_PROVIDED RECORDS_
· · · · ·

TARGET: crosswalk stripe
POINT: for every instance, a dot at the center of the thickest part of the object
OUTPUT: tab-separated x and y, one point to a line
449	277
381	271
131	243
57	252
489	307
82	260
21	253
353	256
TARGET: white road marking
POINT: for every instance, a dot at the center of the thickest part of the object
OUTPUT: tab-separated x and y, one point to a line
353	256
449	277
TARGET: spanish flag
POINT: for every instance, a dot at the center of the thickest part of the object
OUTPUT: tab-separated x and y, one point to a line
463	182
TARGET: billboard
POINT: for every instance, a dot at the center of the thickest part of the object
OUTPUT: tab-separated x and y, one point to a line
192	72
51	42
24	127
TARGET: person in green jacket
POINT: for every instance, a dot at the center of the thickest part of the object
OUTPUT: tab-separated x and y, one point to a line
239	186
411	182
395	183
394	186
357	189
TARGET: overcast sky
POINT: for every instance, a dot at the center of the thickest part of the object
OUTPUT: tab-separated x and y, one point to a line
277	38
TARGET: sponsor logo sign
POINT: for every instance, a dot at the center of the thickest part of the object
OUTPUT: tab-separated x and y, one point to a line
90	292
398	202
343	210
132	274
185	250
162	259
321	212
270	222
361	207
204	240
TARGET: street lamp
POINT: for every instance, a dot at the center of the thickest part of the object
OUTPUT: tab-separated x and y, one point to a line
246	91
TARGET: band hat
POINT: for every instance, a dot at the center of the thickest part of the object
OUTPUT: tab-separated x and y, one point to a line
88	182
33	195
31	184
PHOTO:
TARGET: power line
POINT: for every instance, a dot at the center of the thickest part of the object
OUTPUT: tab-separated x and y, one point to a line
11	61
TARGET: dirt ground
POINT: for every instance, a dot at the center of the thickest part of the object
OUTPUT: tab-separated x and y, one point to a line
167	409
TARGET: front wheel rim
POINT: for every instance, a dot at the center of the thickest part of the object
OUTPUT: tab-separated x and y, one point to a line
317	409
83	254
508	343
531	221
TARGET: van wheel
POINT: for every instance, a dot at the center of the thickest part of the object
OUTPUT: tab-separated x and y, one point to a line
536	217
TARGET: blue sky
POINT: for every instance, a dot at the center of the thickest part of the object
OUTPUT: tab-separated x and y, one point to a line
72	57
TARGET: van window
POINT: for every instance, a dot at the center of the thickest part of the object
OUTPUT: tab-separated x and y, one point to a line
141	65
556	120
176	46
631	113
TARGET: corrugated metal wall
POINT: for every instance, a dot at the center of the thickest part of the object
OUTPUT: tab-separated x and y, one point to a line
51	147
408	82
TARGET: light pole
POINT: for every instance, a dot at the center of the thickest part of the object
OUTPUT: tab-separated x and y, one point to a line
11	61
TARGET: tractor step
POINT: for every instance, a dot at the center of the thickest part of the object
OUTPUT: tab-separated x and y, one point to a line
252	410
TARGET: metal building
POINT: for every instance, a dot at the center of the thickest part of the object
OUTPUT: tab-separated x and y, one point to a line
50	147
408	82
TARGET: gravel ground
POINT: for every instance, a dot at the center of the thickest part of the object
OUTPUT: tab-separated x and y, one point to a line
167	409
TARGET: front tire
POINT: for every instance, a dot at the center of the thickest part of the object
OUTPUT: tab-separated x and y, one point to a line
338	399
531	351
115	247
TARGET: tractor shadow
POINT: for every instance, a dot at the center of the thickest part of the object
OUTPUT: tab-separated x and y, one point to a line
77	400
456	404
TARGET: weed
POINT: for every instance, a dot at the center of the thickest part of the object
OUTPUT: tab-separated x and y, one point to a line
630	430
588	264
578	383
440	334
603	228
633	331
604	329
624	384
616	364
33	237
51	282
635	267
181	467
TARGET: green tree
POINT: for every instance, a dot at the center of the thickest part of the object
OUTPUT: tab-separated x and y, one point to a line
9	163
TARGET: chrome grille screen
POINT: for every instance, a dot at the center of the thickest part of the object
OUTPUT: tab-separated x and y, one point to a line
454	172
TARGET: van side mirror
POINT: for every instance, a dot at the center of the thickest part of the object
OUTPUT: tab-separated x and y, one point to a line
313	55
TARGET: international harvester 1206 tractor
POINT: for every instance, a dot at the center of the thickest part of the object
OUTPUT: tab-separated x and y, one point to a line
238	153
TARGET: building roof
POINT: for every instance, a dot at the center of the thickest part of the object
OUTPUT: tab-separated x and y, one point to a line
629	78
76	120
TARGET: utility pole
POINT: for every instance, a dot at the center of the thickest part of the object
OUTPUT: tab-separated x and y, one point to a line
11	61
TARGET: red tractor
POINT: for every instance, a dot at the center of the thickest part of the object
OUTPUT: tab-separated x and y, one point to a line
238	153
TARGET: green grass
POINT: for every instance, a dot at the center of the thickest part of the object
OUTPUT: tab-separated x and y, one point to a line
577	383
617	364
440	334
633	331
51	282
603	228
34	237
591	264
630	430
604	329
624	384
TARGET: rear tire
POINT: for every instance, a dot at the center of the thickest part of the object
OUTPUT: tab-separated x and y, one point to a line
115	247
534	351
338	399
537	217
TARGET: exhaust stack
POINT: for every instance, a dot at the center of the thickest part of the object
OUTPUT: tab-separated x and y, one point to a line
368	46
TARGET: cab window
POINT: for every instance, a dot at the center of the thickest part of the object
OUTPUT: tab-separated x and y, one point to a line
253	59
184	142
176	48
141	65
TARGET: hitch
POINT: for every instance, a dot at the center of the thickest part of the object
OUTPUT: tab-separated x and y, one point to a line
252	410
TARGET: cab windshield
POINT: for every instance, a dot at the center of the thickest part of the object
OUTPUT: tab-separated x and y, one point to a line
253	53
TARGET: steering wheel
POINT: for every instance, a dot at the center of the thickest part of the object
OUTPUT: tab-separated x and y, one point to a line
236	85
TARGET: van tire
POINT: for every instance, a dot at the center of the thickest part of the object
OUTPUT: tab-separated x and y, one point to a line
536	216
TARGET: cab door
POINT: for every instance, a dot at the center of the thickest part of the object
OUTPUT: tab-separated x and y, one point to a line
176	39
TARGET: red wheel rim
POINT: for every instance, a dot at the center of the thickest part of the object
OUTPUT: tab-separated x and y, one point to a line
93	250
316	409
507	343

· · · · ·

_EXERCISE DIRECTIONS_
Restate the whole listing exactly, leaving out nothing.

_RESPONSE TO THE EXERCISE_
TARGET: crosswalk stripe
POINT: for every instance, a dot at the center of the thickest part of the object
OUTPUT: tab-separated x and y, one point to a line
449	277
381	271
131	243
57	252
489	307
82	260
21	253
353	256
TARGET: white road marking
POINT: for every instance, a dot at the center of the thickest part of the object
OUTPUT: tab-separated x and y, one point to a line
353	256
449	277
TARGET: spanish flag
POINT: for every instance, a dot at the center of the thickest part of the object
OUTPUT: tab-separated x and y, one point to a line
463	182
TARGET: billboard
POINT: for every instance, a dot at the center of the thickest part of the object
OUTPUT: tab-separated x and y, one point to a line
192	72
51	42
24	127
TARGET: person in green jacket
POINT: for every instance, a dot at the center of the thickest part of the object
OUTPUT: tab-separated x and y, one point to a line
239	186
411	182
395	183
394	186
357	189
TARGET: overcast sky
POINT: for every instance, a dot at the center of the thickest part of the object
OUTPUT: tab-separated x and y, one point to a line
277	38
TARGET: sponsor logo sign
POINT: for every instance, a dot at the center of the thickest part of the object
OUTPUT: tab-separated x and y, one point to a line
90	292
398	202
343	210
132	274
185	250
162	259
321	212
270	222
361	207
204	240
TARGET: street lamp
POINT: for every instance, a dot at the center of the thickest part of the object
OUTPUT: tab-separated x and y, one point to a line
246	91
TARGET: band hat
POINT: for every instance, a dot at the center of the thickest part of the object
OUTPUT: tab-separated x and y, one point to a line
88	182
33	195
31	184
PHOTO:
TARGET: power line
POINT: for every instance, a dot at the center of the thickest part of the object
OUTPUT: tab-separated x and y, one point to a line
11	61
TARGET: dirt ground
POINT: for every instance, a dot at the center of the thickest part of the object
OUTPUT: tab-separated x and y, one point to a line
167	409
TARGET: front wheel rim
POINT: for every instance, a dot at the center of the thickest part of the object
OUTPUT: tab-separated x and y, one point to a line
317	409
83	254
508	343
531	221
TARGET: van wheel
POINT: for every instance, a dot at the center of the thickest part of the object
OUTPUT: tab-separated x and y, one point to a line
536	217
TARGET: blue sky
POINT: for every instance, a dot at the center of the thickest part of the object
OUTPUT: tab-separated x and y, one point to a line
72	57
TARGET: van window
POINT: for every instance, a dot at the center of the thickest part of the object
OUTPUT: tab-separated x and y, one point to a line
141	65
556	120
176	46
631	113
TARGET: corrugated metal wall
POINT: for every instance, a dot at the center of the thickest part of the object
OUTPUT: tab-separated x and y, one point to a line
51	147
408	82
TARGET: light pole
POINT: for every instance, a dot at the center of the thickest part of the object
OUTPUT: tab-separated x and y, one point to a line
11	61
TARGET: tractor step
POINT: for every instance, a dot at the center of the thickest part of the object
OUTPUT: tab-separated x and y, one point to a line
252	410
TARGET: metal building
POINT: for every instance, a dot at the center of the thickest part of the object
OUTPUT: tab-separated x and y, one point to a line
50	147
408	82
TARGET: gravel ground
POINT: for every instance, a dot at the center of the thickest part of the object
OUTPUT: tab-separated x and y, one point to a line
167	409
TARGET: front tire
POINT: for every instance, a dot at the center of the thickest part of the object
OUTPUT: tab-separated x and y, one point to a line
338	399
531	351
115	247
TARGET: tractor shadow
POINT: for every instance, a dot at the center of the thickest part of the object
OUTPUT: tab-separated x and y, one point to a line
77	400
456	404
TARGET: weed
POINT: for every instance, a dot at the center of the thickest part of the object
OUTPUT: tab-separated x and y, one point to a line
630	430
588	264
578	383
440	334
603	228
633	331
604	329
624	384
616	364
33	237
51	282
635	267
181	467
TARGET: green tree
POINT: for every instance, a dot at the center of the thickest part of the object
OUTPUT: tab-separated x and y, one point to a line
9	163
TARGET: chrome grille screen
POINT: for every instance, a dot at the center of the thickest part of the object
OUTPUT: tab-separated x and y, one point to a line
454	172
TARGET: van side mirror
POINT: for every instance, a dot at the center of the thickest part of the object
OUTPUT: tab-separated x and y, one point to a line
313	55
TARGET: international harvester 1206 tractor
POINT: for every instance, a dot at the center of the thickest part of the object
OUTPUT: tab-separated x and y, one point to a line
238	153
TARGET: building roof
POINT: for every instance, a dot at the center of the thickest part of the object
OUTPUT: tab-separated x and y, one point to a line
629	78
76	120
TARGET: utility pole
POINT: for every instance, a dot at the center of the thickest part of the object
OUTPUT: tab-separated x and y, one point to a line
11	61
TARGET: red tractor
POINT: for every instance, a dot at the center of the thickest part of the object
OUTPUT: tab-separated x and y, one point to a line
238	153
TARGET: green grass
POINT: for every instance, a dot at the center of the thickest part of the object
OUTPUT: tab-separated x and y, one point to a line
577	383
617	364
440	334
633	331
51	282
603	228
34	237
591	264
630	430
604	329
624	384
TARGET: rear tire
POINT: for every instance, a dot at the center of the thickest part of the object
OUTPUT: tab-separated x and y, one point to a line
115	247
534	351
338	399
537	217
TARGET: exhaust stack
POINT: for every instance, a dot at the center of the thickest part of the object
OUTPUT: tab-separated x and y, one point to a line
368	46
TARGET: cab window
POINT: for every instance, a dot at the center of the thickest part of the object
OUTPUT: tab-separated x and y, one point to a line
253	59
184	142
176	48
141	65
TARGET: hitch
POINT: for every instance, a dot at the center of the thickest part of the object
OUTPUT: tab-separated x and y, one point to a line
252	410
TARGET: cab windshield
POINT: for every instance, a dot at the center of the thickest part of the object
OUTPUT: tab-separated x and y, one point to a line
253	53
TARGET: steering wheel
POINT: for every instance, a dot at the center of the thickest part of the object
OUTPUT: tab-separated x and y, one point to a line
236	85
TARGET: van tire
POINT: for every instance, a dot at the center of the thickest part of the object
OUTPUT: tab-separated x and y, one point to a line
536	216
TARGET: cab door
POINT: for every instance, a dot at the center of the thickest part of the object
OUTPUT: tab-separated x and y, one point to a line
176	39
TARGET: red wheel rim
POINT: for every instance, a dot at the center of the thickest part of the object
OUTPUT: tab-separated x and y, one point to a line
93	250
316	409
507	343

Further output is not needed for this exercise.